▶ Required tasks:
(A) In the forum post below, rewrite the paragraph beginning "The reset command doesn't work either" in fewer words. Keep its main points.
(B) According to the forum post below, how many packages did npx install, and how long did it take?
(C) Translate this sentence from the forum post below into Spanish: "The reset command doesn't work either."

And now... I tested your suggestions. Continuing from the description above (with the app still running after the last step), I executed this and got an error:

➜ npx resolve-module-admin read-models list   
npx: installed 47 in 5.121s
invalid json response body at http://localhost:3000/api/event-broker/read-models-list reason: Unexpected token A in JSON at position 0

At the same time, this appears on the console with the running app:

  resolve:resolve-runtime:fail-handler Access error: GET "/api/event-broker/read-models-list" is not addressable by current executor +0ms

The reset command doesn't work either. I suspect that this whole thing doesn't work at all unless I add an API handler for it? Unfortunately I don't even see here how that is supposed to work.

Lastly, you guys must have really hated ttr if you set out to do the same thing yourself!

▶ Dataset content:
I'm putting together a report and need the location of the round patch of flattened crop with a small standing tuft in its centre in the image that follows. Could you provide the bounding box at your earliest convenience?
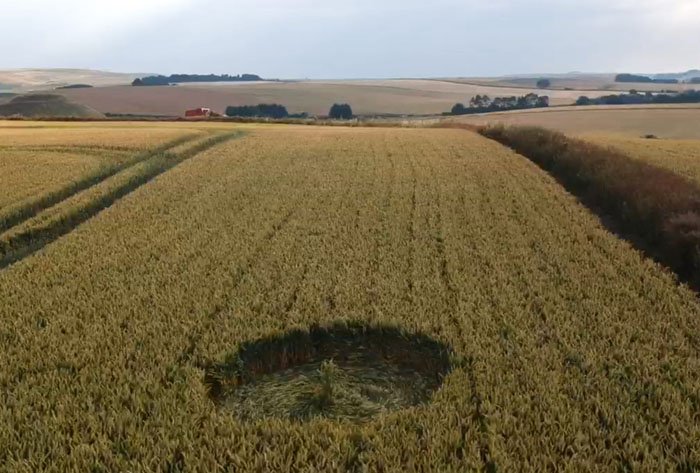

▶ Results of the tasks:
(A) The reset command also fails. The writer suspects that none of this works without an added API handler, but can't see how that would work.

(B) It installed 47 packages in 5.121 seconds.

(C) El comando de reinicio tampoco funciona.